#### Zu bearbeitende Aufgaben:
1. Gib aus dem Auszug den Abschnitt von „Die ARB-Passagen beider“ bis „Praxis durchaus üblich.“ wortgetreu wieder.
2. Wer war laut Auszug handels- und gewerberechtliche Geschäftsführerin der Transport-GmbH?
##### Auszug
Die ARB des Fuhrpark-Rechtsschutzversicherers B beschrieben (hinsichtlich des hier interessierenden Teils) den Versicherungsschutz im Straf-Rechtsschutz dahingehend, dass diesen „der Versicherungsnehmer für alle betrieblich und privat genutzten Motorfahrzeuge zu Lande sowie Anhänger …“ hat (Artikel 17 ARB).
Die ARB des Betriebs-Rechtsschutzversicherers A beschrieben den Versicherungsschutz im Betriebsbereich für „Versicherungsnehmer für den versicherten Betrieb und alle Arbeitnehmer im Sinne des § 51 ASGG für Versicherungsfälle, die mit dem Betrieb oder der Tätigkeit für den Betrieb unmittelbar zusammenhängen oder auf dem direkten Weg von und zur Arbeitsstätte eintreten.“
Dazu kam jedoch noch ein Deckungsabgrenzungsausschluss, wonach zur Vermeidung von Überschneidungen mit anderen Rechtsschutz-Bausteinen … der Versicherungsschutz keine Fälle umfasst, „welche beim Versicherungsnehmer und den mitversicherten Personen in ihrer Eigenschaft als Eigentümer, Halter, Zulassungsbesitzer, Leasingnehmer oder Lenker von Motorfahrzeugen zu Lande, zu Wasser und in der Luft sowie Anhängern eintreten …“ (Artikel 19 ARB).
Die ARB-Passagen beider Rechtsschutzversicherer entsprechen im Wesentlichen typischen, sich an den Muster-ARB orientierenden Bedingungen, sind somit in der Praxis durchaus üblich.
Was war passiert? Welcher Sachverhalt war zu beurteilen?
Handels- und gewerberechtliche Geschäftsführerin der Transport-GmbH war Frau X. Der Arbeitnehmer Y hatte mit der GmbH eine Vereinbarung über seine Bestellung zum sog. verantwortlichen Beauftragten (als Teil seines Dienstvertrages) getroffen.
##########
##### Die Daten
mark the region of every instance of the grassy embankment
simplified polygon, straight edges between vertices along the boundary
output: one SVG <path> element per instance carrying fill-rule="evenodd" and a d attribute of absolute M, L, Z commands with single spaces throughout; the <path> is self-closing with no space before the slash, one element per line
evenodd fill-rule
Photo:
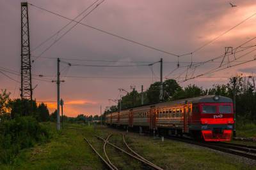
<path fill-rule="evenodd" d="M 53 124 L 48 124 L 52 139 L 47 143 L 23 150 L 11 165 L 0 165 L 0 169 L 103 169 L 100 159 L 92 152 L 83 138 L 86 137 L 102 153 L 102 143 L 93 136 L 97 134 L 106 138 L 115 134 L 110 141 L 124 146 L 120 131 L 106 127 L 72 125 L 80 130 L 65 128 L 60 132 L 55 131 Z M 134 150 L 165 169 L 255 169 L 240 159 L 200 147 L 165 140 L 153 139 L 152 137 L 129 133 L 127 141 Z M 107 152 L 116 153 L 108 146 Z M 122 153 L 111 157 L 118 167 L 129 166 L 129 169 L 143 168 L 140 164 L 131 162 Z M 121 160 L 125 160 L 124 163 Z M 132 164 L 130 166 L 129 164 Z"/>
<path fill-rule="evenodd" d="M 237 124 L 237 136 L 241 138 L 256 138 L 256 124 Z"/>

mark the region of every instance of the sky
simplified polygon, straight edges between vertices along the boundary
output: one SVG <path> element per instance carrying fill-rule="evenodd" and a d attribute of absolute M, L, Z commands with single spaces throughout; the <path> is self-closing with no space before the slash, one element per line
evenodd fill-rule
<path fill-rule="evenodd" d="M 74 18 L 95 1 L 74 0 L 71 3 L 67 0 L 31 0 L 28 2 L 67 18 Z M 9 69 L 20 73 L 20 2 L 1 0 L 1 71 Z M 237 6 L 231 8 L 230 2 Z M 177 57 L 77 24 L 40 57 L 36 58 L 76 23 L 72 22 L 49 41 L 35 49 L 70 20 L 29 5 L 31 60 L 35 60 L 31 64 L 32 86 L 36 87 L 33 98 L 38 103 L 45 103 L 51 111 L 56 108 L 57 87 L 56 83 L 52 83 L 51 80 L 56 79 L 57 57 L 61 59 L 61 79 L 65 80 L 61 83 L 60 96 L 64 101 L 64 114 L 69 117 L 81 113 L 99 115 L 100 106 L 103 112 L 106 106 L 115 104 L 108 99 L 120 97 L 118 89 L 129 92 L 132 86 L 140 91 L 143 85 L 144 89 L 147 89 L 151 83 L 159 81 L 160 75 L 159 63 L 151 67 L 147 65 L 159 61 L 161 58 L 163 60 L 164 80 L 168 75 L 167 78 L 175 78 L 182 87 L 195 84 L 203 88 L 210 88 L 214 84 L 226 83 L 228 77 L 256 72 L 255 62 L 252 61 L 184 81 L 186 75 L 188 78 L 193 77 L 218 68 L 223 58 L 196 67 L 196 69 L 186 66 L 191 62 L 211 60 L 223 54 L 225 47 L 234 48 L 256 36 L 256 16 L 223 34 L 256 13 L 255 1 L 105 0 L 97 6 L 99 3 L 100 1 L 76 20 L 79 20 L 95 8 L 81 20 L 82 23 L 177 55 L 195 52 L 203 45 L 223 35 L 192 54 Z M 256 39 L 253 39 L 237 49 L 237 51 L 245 49 L 234 53 L 236 57 L 240 56 L 241 59 L 228 64 L 228 60 L 234 60 L 234 53 L 229 53 L 223 60 L 223 64 L 225 65 L 221 67 L 232 66 L 253 59 L 256 55 L 256 52 L 253 51 L 256 49 L 253 46 L 255 43 Z M 248 53 L 251 50 L 252 52 Z M 177 69 L 178 60 L 180 67 Z M 67 63 L 71 63 L 72 66 Z M 89 67 L 88 65 L 119 66 Z M 146 66 L 125 66 L 127 65 Z M 19 75 L 4 73 L 17 81 L 20 80 Z M 38 77 L 39 74 L 44 76 Z M 19 97 L 20 85 L 19 82 L 2 73 L 0 74 L 0 89 L 6 89 L 12 93 L 11 97 Z M 121 94 L 125 95 L 125 93 Z"/>

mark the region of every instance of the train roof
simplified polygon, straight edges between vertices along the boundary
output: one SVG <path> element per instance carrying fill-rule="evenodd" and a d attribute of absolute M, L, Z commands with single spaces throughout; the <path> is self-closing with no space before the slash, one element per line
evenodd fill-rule
<path fill-rule="evenodd" d="M 214 98 L 217 97 L 217 98 Z M 164 106 L 170 104 L 186 104 L 186 103 L 232 103 L 232 100 L 230 98 L 216 95 L 206 95 L 192 98 L 186 98 L 183 99 L 180 99 L 173 101 L 168 101 L 164 103 L 159 103 L 157 104 L 152 104 L 148 105 L 141 106 L 139 107 L 136 107 L 133 108 L 127 109 L 122 110 L 123 111 L 129 111 L 131 109 L 132 110 L 143 110 L 144 108 L 148 108 L 151 106 Z M 117 113 L 117 112 L 113 112 Z"/>

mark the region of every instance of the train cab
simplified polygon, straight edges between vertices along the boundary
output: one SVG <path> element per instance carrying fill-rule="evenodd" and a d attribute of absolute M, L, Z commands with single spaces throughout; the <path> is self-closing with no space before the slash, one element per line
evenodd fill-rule
<path fill-rule="evenodd" d="M 219 96 L 209 96 L 194 102 L 193 108 L 193 122 L 200 124 L 204 141 L 230 141 L 234 123 L 231 99 Z"/>

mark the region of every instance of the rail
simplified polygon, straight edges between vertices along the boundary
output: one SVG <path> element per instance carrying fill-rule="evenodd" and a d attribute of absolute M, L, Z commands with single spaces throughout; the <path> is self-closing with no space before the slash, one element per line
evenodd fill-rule
<path fill-rule="evenodd" d="M 152 166 L 156 167 L 158 168 L 158 169 L 163 169 L 160 167 L 158 167 L 157 166 L 152 164 L 151 162 L 150 162 L 149 160 L 147 160 L 146 159 L 145 159 L 144 157 L 143 157 L 142 156 L 141 156 L 140 155 L 139 155 L 138 153 L 137 153 L 135 151 L 134 151 L 132 148 L 130 148 L 130 146 L 129 146 L 129 145 L 127 145 L 127 143 L 125 141 L 125 138 L 124 138 L 124 134 L 122 134 L 123 136 L 123 141 L 124 141 L 124 143 L 125 144 L 125 145 L 126 146 L 126 147 L 131 152 L 132 152 L 135 155 L 136 155 L 137 157 L 140 157 L 140 159 L 144 160 L 145 161 L 146 161 L 147 162 L 148 162 L 148 164 L 152 164 Z"/>
<path fill-rule="evenodd" d="M 107 160 L 108 160 L 108 163 L 112 166 L 112 167 L 113 167 L 114 169 L 115 169 L 115 170 L 118 170 L 118 169 L 111 162 L 111 161 L 110 161 L 110 159 L 109 159 L 109 158 L 108 156 L 107 152 L 106 152 L 106 146 L 107 145 L 107 143 L 108 143 L 107 141 L 108 141 L 108 139 L 109 139 L 111 136 L 112 136 L 112 134 L 109 134 L 109 135 L 108 136 L 107 139 L 106 139 L 105 143 L 104 143 L 104 146 L 103 146 L 103 151 L 104 151 L 105 157 L 106 157 L 106 159 L 107 159 Z"/>
<path fill-rule="evenodd" d="M 161 168 L 159 169 L 157 166 L 155 166 L 155 165 L 153 164 L 152 163 L 150 164 L 150 163 L 148 163 L 148 162 L 145 161 L 143 159 L 141 159 L 141 158 L 139 158 L 139 157 L 136 157 L 136 156 L 134 156 L 134 155 L 131 154 L 130 153 L 129 153 L 129 152 L 125 151 L 124 150 L 122 150 L 122 149 L 120 148 L 119 147 L 116 146 L 116 145 L 113 145 L 113 144 L 109 143 L 109 141 L 105 140 L 104 139 L 102 138 L 101 137 L 98 136 L 97 136 L 97 135 L 95 135 L 95 136 L 96 138 L 97 138 L 98 139 L 100 139 L 100 140 L 102 140 L 102 141 L 104 141 L 104 142 L 107 142 L 108 144 L 109 144 L 109 145 L 111 145 L 111 146 L 112 146 L 113 147 L 117 149 L 118 150 L 119 150 L 119 151 L 120 151 L 120 152 L 123 152 L 123 153 L 124 153 L 128 155 L 129 156 L 130 156 L 130 157 L 132 157 L 132 158 L 134 158 L 134 159 L 136 159 L 136 160 L 140 160 L 140 161 L 142 163 L 143 163 L 143 164 L 147 165 L 148 166 L 149 166 L 149 167 L 152 167 L 152 168 L 154 168 L 154 169 L 155 169 L 163 170 L 163 169 L 161 169 Z"/>
<path fill-rule="evenodd" d="M 84 138 L 84 141 L 86 141 L 89 146 L 92 148 L 92 149 L 94 151 L 94 152 L 100 158 L 101 160 L 104 162 L 104 164 L 107 166 L 108 169 L 111 170 L 115 170 L 113 169 L 111 166 L 99 153 L 94 148 L 94 147 L 92 145 L 92 144 L 86 139 L 86 138 Z"/>

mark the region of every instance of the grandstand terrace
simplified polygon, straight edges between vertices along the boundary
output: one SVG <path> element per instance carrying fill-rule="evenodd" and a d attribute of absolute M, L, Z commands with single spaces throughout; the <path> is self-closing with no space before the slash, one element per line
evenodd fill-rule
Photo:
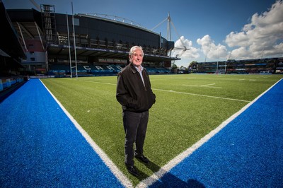
<path fill-rule="evenodd" d="M 13 90 L 24 83 L 21 74 L 23 66 L 21 59 L 25 58 L 24 50 L 19 42 L 1 1 L 0 1 L 0 102 Z"/>
<path fill-rule="evenodd" d="M 128 52 L 134 45 L 143 47 L 144 66 L 150 74 L 167 74 L 171 61 L 180 59 L 168 55 L 174 42 L 133 22 L 57 13 L 53 5 L 40 7 L 40 11 L 7 10 L 25 51 L 21 63 L 30 75 L 74 76 L 76 71 L 78 76 L 115 75 L 129 63 Z"/>
<path fill-rule="evenodd" d="M 283 74 L 283 57 L 198 62 L 189 69 L 205 74 Z"/>

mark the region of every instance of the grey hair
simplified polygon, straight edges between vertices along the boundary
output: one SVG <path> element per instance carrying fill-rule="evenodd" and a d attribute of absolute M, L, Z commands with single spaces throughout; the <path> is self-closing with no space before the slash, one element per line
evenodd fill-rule
<path fill-rule="evenodd" d="M 131 49 L 129 49 L 129 56 L 131 57 L 137 49 L 140 49 L 142 53 L 142 57 L 144 57 L 144 50 L 142 50 L 142 47 L 139 46 L 133 46 Z"/>

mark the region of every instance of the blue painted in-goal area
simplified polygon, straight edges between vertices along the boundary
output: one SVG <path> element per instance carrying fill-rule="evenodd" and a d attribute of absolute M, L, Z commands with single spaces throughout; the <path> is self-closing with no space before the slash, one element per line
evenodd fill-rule
<path fill-rule="evenodd" d="M 283 187 L 283 80 L 151 187 Z"/>
<path fill-rule="evenodd" d="M 1 187 L 122 187 L 38 79 L 0 103 Z"/>

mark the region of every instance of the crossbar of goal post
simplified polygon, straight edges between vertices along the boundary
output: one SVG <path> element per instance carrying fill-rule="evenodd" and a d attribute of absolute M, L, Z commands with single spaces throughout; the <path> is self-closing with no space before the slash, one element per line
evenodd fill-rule
<path fill-rule="evenodd" d="M 69 59 L 70 60 L 70 73 L 71 73 L 71 78 L 73 78 L 73 73 L 71 71 L 71 46 L 70 46 L 70 34 L 69 32 L 69 20 L 68 20 L 68 13 L 66 13 L 66 18 L 67 18 L 67 29 L 68 31 L 68 45 L 69 45 Z"/>
<path fill-rule="evenodd" d="M 78 78 L 78 66 L 76 65 L 76 35 L 75 35 L 75 24 L 74 20 L 73 1 L 71 1 L 71 14 L 73 20 L 74 49 L 75 50 L 76 77 L 76 78 Z"/>

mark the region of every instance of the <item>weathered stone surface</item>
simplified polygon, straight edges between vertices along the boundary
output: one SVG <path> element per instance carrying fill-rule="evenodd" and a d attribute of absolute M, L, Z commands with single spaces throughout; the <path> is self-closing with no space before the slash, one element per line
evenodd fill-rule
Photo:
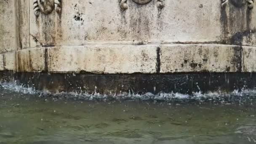
<path fill-rule="evenodd" d="M 256 72 L 256 48 L 243 47 L 243 72 Z"/>
<path fill-rule="evenodd" d="M 160 72 L 241 71 L 242 51 L 234 45 L 163 45 Z"/>
<path fill-rule="evenodd" d="M 16 0 L 0 0 L 0 53 L 17 48 Z"/>
<path fill-rule="evenodd" d="M 156 72 L 157 46 L 101 45 L 48 48 L 50 72 Z"/>
<path fill-rule="evenodd" d="M 19 3 L 19 49 L 29 48 L 29 3 L 32 3 L 31 0 L 17 0 Z"/>
<path fill-rule="evenodd" d="M 0 74 L 1 72 L 0 77 Z M 256 73 L 249 72 L 204 72 L 200 75 L 191 72 L 167 75 L 16 72 L 15 80 L 24 86 L 53 93 L 99 93 L 114 96 L 124 94 L 128 96 L 127 99 L 128 93 L 130 96 L 148 92 L 192 95 L 193 92 L 221 91 L 223 93 L 245 88 L 255 90 L 256 87 Z M 147 98 L 150 97 L 147 96 Z"/>
<path fill-rule="evenodd" d="M 40 72 L 45 70 L 45 48 L 26 49 L 16 52 L 16 70 Z"/>
<path fill-rule="evenodd" d="M 3 61 L 3 54 L 0 54 L 0 71 L 4 70 L 4 67 L 3 67 L 4 61 Z"/>
<path fill-rule="evenodd" d="M 15 69 L 15 52 L 8 53 L 4 54 L 5 70 L 14 70 Z"/>

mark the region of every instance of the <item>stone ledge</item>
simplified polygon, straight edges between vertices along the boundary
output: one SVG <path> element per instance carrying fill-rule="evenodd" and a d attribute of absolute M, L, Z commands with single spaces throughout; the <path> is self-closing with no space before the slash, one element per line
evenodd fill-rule
<path fill-rule="evenodd" d="M 256 48 L 243 47 L 243 72 L 256 72 Z"/>
<path fill-rule="evenodd" d="M 240 72 L 242 51 L 230 45 L 163 45 L 160 72 Z"/>
<path fill-rule="evenodd" d="M 50 72 L 154 73 L 157 46 L 86 46 L 48 48 Z"/>
<path fill-rule="evenodd" d="M 45 70 L 45 48 L 25 49 L 16 52 L 16 71 L 41 72 Z"/>
<path fill-rule="evenodd" d="M 254 72 L 256 54 L 255 47 L 216 44 L 37 48 L 16 51 L 16 65 L 12 69 L 19 72 L 100 74 Z M 9 56 L 5 59 L 13 57 L 10 53 L 3 55 Z M 12 70 L 13 63 L 8 61 L 4 65 L 9 66 L 1 70 Z M 0 67 L 1 61 L 1 61 L 0 56 Z"/>

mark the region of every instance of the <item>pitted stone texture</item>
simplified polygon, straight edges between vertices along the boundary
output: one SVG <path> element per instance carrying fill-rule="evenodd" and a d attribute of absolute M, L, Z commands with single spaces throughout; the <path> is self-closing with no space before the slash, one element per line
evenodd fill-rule
<path fill-rule="evenodd" d="M 228 45 L 163 45 L 160 72 L 240 71 L 242 51 Z"/>
<path fill-rule="evenodd" d="M 15 69 L 15 53 L 8 53 L 4 54 L 5 70 L 14 70 Z"/>
<path fill-rule="evenodd" d="M 3 54 L 0 54 L 0 71 L 5 69 L 3 67 Z"/>
<path fill-rule="evenodd" d="M 256 48 L 243 47 L 243 72 L 256 72 Z"/>
<path fill-rule="evenodd" d="M 18 0 L 0 0 L 0 53 L 17 47 L 16 11 Z"/>
<path fill-rule="evenodd" d="M 48 48 L 51 72 L 156 72 L 157 46 L 98 45 Z"/>
<path fill-rule="evenodd" d="M 16 71 L 19 72 L 40 72 L 45 70 L 44 48 L 27 49 L 16 52 Z"/>
<path fill-rule="evenodd" d="M 52 12 L 37 19 L 30 11 L 31 47 L 91 41 L 215 42 L 221 35 L 220 0 L 165 0 L 160 13 L 155 0 L 143 5 L 128 0 L 125 11 L 119 0 L 62 1 L 60 16 Z"/>

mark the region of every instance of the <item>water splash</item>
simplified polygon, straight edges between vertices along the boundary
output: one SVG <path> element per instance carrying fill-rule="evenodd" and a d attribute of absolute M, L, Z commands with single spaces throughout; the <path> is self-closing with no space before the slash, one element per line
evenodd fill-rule
<path fill-rule="evenodd" d="M 200 88 L 198 88 L 200 89 Z M 242 103 L 246 101 L 255 101 L 256 99 L 256 90 L 242 89 L 239 91 L 235 90 L 232 92 L 227 93 L 222 91 L 210 91 L 203 93 L 201 91 L 193 92 L 192 95 L 182 94 L 179 93 L 160 93 L 154 94 L 147 93 L 143 94 L 135 93 L 132 89 L 128 92 L 120 92 L 118 93 L 109 95 L 102 94 L 97 93 L 97 88 L 92 94 L 86 92 L 58 92 L 52 93 L 47 91 L 37 91 L 34 88 L 27 88 L 22 85 L 13 83 L 0 83 L 0 91 L 2 89 L 10 92 L 14 92 L 24 94 L 32 94 L 39 96 L 41 97 L 52 97 L 53 99 L 75 99 L 88 101 L 109 101 L 109 100 L 139 100 L 154 101 L 218 101 L 222 103 L 239 102 Z"/>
##########
#### Lösungen der Aufgaben:
1.
Die ARB-Passagen beider Rechtsschutzversicherer entsprechen im Wesentlichen typischen, sich an den Muster-ARB orientierenden Bedingungen, sind somit in der Praxis durchaus üblich.

2. Frau X.